OBJECTIF A
D'après la critique consacrée à Season of the Witch, sous quel titre le film a-t-il été rebaptisé ?
=== DOCUMENT SOURCE ===
Tourné « à la maison » et en 16 mm, avec un budget dérisoire de surcroît réduit de moitié, amputé de quarante minutes qui semblent bel et bien perdues, outragé par des rajouts hardcore, explicitement rebaptisé dans la foulée Hungry Wives (with an appetite for diversion, révèle le sous-titre racoleur), contexte contemporain de Gorge profonde oblige, Season of the Witch voit le réalisateur cumuler les postes, au scénario, à la photographie et au montage, tandis que sa première épouse s’occupe de production et qu’il rencontre Christine Forrest, bientôt compagne et mise en valeur à l’écran dans Martin, second volet d’un diptyque brechtien, ironique et tragique consacré aux mœurs banlieusardes et mythiques, traité ailleurs sur ce blog. Les deux titres se terminent dans le gore, comme pour noyer, féconder enfin cette terre vaine dont la réalisateur n’épargne rien au spectateur, ni la laideur assumée des décors, ni l’inculture grotesque du milieu petit-bourgeois (sa lecture se réduit à un manuel inepte, sorte de Sorcellerie pour les nuls, possible pléonasme). Film de chambre, littéralement (tel… L’Exorciste), huis clos étouffant et anémié, le film de Romero, sous sa patine artisanale, sous son aspect paupérisé, se pose aussi en film de classe et en parangon d’indépendance, avec le prix à payer (difficultés financières et aléas de production). Si le grand George, de taille et de talent, plus « excentré » que Cassavetes, autre portraitiste empathique de femmes sous influence, ne s’enrichit pas avec le succès de La Nuit des morts-vivants, il souligne ici la couleur (rouge sang) de l’argent et la terrible vacuité de ce qu’il offre (démonstration à l’identique dans les mélodrames marxistes de Sirk).
=== LISTING FOURNI ===
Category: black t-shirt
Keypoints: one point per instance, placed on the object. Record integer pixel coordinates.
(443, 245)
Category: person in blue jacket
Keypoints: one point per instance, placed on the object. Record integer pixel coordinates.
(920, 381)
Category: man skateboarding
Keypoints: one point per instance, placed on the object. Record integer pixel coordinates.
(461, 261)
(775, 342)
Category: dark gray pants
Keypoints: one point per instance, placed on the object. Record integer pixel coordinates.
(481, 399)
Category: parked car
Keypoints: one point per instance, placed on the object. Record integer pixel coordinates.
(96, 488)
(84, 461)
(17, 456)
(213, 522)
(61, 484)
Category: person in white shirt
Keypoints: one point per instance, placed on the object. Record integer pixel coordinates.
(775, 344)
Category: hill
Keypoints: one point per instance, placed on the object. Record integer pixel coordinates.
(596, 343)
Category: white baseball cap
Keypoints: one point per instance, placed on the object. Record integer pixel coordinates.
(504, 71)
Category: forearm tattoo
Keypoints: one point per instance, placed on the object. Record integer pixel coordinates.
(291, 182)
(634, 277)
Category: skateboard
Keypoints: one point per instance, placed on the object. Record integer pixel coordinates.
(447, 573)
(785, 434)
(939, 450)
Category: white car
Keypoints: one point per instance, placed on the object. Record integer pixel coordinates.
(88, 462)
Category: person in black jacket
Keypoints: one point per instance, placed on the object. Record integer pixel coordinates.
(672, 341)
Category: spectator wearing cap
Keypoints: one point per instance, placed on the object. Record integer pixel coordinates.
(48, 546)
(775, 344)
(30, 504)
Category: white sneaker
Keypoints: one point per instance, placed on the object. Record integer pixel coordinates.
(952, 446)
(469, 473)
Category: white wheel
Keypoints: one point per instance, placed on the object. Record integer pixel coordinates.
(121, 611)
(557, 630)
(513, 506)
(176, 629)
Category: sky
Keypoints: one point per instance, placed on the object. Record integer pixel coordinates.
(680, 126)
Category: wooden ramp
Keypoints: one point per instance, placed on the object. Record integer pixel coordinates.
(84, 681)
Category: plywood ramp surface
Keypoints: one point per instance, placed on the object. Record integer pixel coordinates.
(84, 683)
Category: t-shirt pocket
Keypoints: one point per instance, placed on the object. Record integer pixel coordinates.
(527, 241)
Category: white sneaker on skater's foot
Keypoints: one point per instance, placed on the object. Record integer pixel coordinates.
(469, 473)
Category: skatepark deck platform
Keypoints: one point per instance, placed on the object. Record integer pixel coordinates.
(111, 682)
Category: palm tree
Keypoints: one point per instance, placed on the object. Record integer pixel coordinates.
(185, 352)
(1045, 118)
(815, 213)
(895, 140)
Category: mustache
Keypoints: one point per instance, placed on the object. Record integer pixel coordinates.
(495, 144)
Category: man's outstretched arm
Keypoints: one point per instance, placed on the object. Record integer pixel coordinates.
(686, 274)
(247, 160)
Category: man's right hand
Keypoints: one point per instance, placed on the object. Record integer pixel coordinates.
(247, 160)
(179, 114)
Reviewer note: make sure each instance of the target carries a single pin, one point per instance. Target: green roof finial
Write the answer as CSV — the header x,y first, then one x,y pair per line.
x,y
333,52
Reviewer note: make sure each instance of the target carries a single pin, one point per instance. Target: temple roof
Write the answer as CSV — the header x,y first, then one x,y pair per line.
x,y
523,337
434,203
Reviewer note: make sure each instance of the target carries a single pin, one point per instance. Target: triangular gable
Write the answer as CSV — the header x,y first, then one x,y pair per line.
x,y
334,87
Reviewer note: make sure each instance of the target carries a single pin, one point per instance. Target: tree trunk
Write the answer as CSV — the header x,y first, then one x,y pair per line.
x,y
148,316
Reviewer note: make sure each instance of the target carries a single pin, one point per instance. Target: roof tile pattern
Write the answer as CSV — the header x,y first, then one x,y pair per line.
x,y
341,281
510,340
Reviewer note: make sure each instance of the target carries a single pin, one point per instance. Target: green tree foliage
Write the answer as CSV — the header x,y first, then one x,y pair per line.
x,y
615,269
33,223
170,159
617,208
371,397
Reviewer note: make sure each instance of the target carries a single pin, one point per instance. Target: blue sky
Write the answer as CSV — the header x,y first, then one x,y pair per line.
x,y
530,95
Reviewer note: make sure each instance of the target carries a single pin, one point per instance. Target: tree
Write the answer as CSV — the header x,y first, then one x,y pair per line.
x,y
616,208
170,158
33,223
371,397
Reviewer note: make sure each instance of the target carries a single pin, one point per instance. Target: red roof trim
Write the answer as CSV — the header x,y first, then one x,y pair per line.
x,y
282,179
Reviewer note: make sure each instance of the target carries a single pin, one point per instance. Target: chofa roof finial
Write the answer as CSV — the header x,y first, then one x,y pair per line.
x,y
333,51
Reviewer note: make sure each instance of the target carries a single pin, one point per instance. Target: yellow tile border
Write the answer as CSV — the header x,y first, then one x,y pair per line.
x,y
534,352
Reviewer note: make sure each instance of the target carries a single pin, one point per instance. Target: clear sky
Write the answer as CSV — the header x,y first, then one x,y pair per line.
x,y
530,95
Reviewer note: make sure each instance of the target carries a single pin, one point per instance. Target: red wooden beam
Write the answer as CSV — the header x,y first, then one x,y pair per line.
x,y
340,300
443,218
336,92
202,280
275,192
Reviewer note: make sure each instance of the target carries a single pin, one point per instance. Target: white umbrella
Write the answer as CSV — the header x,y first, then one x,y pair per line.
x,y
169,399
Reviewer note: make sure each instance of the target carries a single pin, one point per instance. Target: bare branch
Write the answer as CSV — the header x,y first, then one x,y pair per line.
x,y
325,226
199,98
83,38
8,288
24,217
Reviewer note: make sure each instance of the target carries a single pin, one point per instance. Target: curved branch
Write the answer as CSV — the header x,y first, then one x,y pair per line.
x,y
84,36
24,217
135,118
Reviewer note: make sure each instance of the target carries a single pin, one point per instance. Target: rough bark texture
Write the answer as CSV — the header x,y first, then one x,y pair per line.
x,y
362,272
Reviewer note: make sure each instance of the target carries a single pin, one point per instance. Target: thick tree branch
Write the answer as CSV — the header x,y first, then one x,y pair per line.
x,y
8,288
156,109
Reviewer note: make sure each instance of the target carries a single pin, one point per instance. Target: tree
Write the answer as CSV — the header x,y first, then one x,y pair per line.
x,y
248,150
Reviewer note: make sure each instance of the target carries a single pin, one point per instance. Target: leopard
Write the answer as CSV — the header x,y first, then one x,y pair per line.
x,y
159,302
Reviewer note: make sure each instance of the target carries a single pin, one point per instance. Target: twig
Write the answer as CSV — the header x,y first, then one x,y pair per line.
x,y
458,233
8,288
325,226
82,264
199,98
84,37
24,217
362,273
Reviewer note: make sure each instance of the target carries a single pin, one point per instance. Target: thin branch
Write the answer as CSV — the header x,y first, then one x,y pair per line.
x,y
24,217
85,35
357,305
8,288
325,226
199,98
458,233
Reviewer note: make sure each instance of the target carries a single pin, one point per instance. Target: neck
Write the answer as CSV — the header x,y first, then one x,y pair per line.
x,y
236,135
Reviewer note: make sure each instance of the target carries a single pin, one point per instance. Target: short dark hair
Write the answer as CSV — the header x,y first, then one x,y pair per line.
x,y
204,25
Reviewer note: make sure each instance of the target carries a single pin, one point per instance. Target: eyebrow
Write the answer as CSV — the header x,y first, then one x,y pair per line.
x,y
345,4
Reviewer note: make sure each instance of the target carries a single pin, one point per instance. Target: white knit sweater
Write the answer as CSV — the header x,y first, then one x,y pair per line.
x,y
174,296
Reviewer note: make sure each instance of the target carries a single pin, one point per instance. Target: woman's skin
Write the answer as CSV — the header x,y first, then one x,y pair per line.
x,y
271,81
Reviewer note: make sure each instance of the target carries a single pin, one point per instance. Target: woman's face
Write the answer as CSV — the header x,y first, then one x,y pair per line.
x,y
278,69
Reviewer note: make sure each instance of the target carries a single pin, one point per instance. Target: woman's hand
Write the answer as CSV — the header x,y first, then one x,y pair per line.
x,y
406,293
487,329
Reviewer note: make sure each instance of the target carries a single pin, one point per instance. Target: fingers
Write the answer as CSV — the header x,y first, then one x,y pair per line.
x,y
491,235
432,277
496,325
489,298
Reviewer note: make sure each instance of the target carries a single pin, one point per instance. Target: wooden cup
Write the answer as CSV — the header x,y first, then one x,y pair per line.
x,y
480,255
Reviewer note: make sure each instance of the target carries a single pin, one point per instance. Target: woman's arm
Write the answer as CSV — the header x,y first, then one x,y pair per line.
===
OBJECTIF B
Filtrez le listing en recopiant chaque ligne qui contient la chaîne « person », en tenant compte de la casse.

RÉSULTAT DE L'EXERCICE A
Hungry Wives.

RÉSULTAT DE L'EXERCICE B
Category: person in blue jacket
Category: person in white shirt
Category: person in black jacket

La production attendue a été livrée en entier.